EXERCISE AIM: Sort through the entries below and pull out lines containing the word "pole".

***** TASK DATA *****

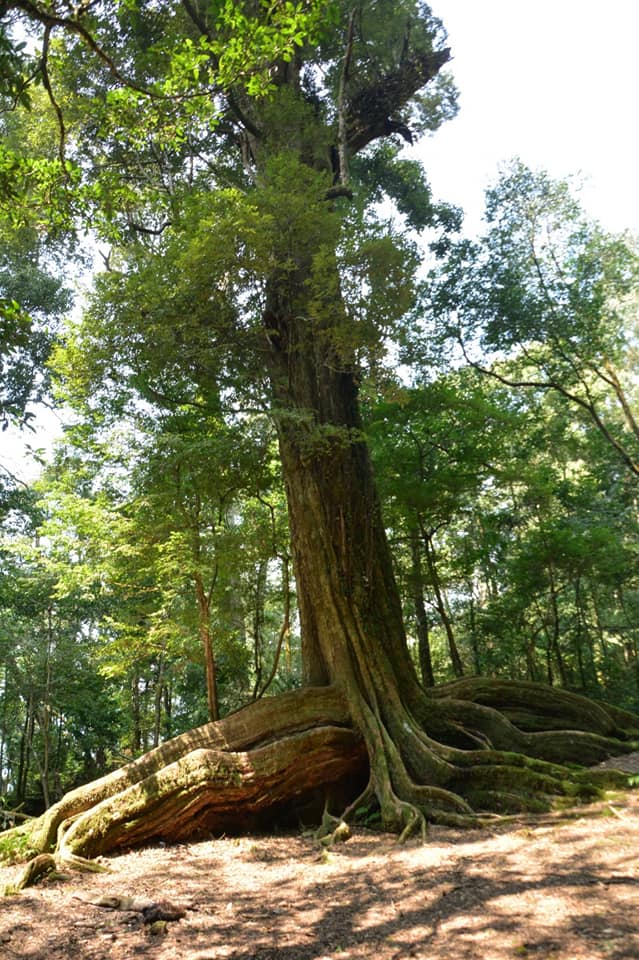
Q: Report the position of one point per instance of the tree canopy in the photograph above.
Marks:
(239, 168)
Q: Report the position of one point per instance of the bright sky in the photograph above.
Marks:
(555, 82)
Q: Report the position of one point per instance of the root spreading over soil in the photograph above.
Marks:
(564, 886)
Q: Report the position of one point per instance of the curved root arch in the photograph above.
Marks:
(283, 751)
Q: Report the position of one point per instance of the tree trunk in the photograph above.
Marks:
(443, 756)
(421, 618)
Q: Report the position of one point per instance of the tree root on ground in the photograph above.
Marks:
(280, 754)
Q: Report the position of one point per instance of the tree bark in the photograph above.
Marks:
(417, 757)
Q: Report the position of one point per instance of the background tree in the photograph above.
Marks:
(271, 282)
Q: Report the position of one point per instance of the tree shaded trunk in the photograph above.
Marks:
(421, 618)
(440, 756)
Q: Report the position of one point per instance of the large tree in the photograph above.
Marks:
(268, 280)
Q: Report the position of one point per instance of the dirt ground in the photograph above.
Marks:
(564, 887)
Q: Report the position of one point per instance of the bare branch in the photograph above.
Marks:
(46, 80)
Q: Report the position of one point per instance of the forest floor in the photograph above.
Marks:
(563, 886)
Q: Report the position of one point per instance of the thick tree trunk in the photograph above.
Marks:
(281, 758)
(417, 757)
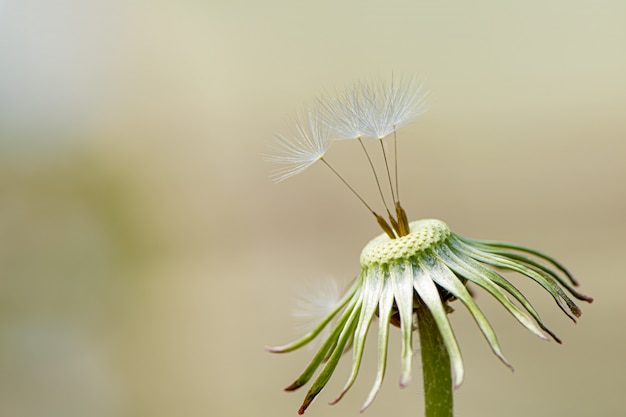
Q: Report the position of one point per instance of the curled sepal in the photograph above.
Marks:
(329, 346)
(371, 295)
(318, 328)
(492, 282)
(427, 291)
(547, 282)
(333, 360)
(446, 279)
(384, 307)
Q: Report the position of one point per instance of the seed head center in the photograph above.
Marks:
(424, 234)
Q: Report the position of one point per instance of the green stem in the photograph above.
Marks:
(435, 366)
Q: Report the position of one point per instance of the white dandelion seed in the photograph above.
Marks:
(306, 145)
(374, 110)
(393, 105)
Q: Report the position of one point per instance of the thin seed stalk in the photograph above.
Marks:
(438, 397)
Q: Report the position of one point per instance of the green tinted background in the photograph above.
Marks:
(146, 258)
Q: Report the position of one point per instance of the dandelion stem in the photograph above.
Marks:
(435, 366)
(393, 194)
(380, 191)
(381, 221)
(395, 164)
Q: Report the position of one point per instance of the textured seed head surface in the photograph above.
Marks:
(424, 234)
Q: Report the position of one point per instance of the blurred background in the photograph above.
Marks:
(146, 258)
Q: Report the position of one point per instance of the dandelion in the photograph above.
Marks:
(307, 145)
(409, 277)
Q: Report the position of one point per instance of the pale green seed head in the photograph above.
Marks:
(424, 234)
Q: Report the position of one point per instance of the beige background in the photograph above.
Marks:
(146, 259)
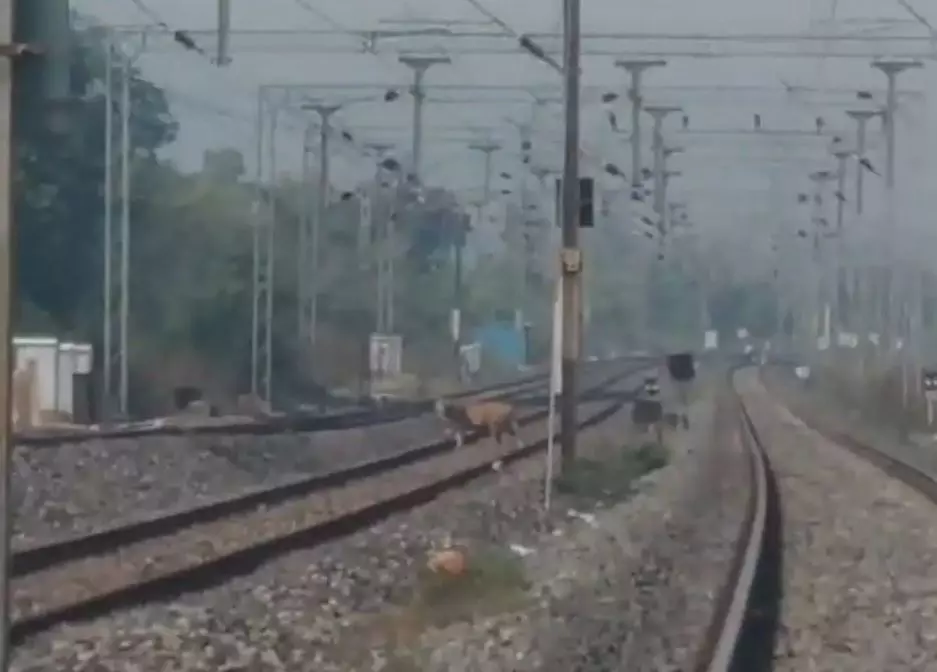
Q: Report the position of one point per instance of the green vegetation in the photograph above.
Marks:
(191, 261)
(611, 479)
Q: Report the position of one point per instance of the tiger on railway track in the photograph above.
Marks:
(497, 417)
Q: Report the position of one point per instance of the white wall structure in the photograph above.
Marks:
(56, 364)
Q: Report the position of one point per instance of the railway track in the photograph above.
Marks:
(181, 551)
(391, 411)
(741, 633)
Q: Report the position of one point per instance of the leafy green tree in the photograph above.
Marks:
(59, 193)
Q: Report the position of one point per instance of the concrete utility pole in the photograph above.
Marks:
(302, 253)
(636, 69)
(382, 246)
(487, 149)
(7, 363)
(667, 153)
(263, 250)
(117, 236)
(892, 69)
(325, 113)
(862, 124)
(571, 256)
(419, 65)
(840, 272)
(44, 78)
(822, 295)
(658, 114)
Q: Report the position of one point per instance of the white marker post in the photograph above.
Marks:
(556, 385)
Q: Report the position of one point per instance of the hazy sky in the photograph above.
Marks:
(216, 106)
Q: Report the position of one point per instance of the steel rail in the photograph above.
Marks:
(721, 644)
(392, 411)
(244, 559)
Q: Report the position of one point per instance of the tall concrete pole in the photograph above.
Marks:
(271, 257)
(108, 335)
(419, 65)
(571, 257)
(862, 123)
(302, 262)
(839, 269)
(7, 364)
(256, 276)
(822, 294)
(667, 152)
(891, 69)
(658, 114)
(636, 69)
(487, 149)
(379, 235)
(325, 113)
(125, 168)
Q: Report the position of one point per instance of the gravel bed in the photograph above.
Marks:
(826, 412)
(859, 549)
(75, 488)
(327, 608)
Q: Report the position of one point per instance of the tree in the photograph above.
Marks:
(59, 193)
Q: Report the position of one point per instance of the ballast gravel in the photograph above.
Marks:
(631, 583)
(859, 591)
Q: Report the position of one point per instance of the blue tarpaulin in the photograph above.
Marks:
(502, 342)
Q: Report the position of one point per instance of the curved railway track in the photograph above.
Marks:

*****

ANSWER AREA:
Q: Report the position of one point per instance of the concrete utility pole in the photograph above.
Q: Report the position of one point per instance of the tall concrete pole in the photograph above.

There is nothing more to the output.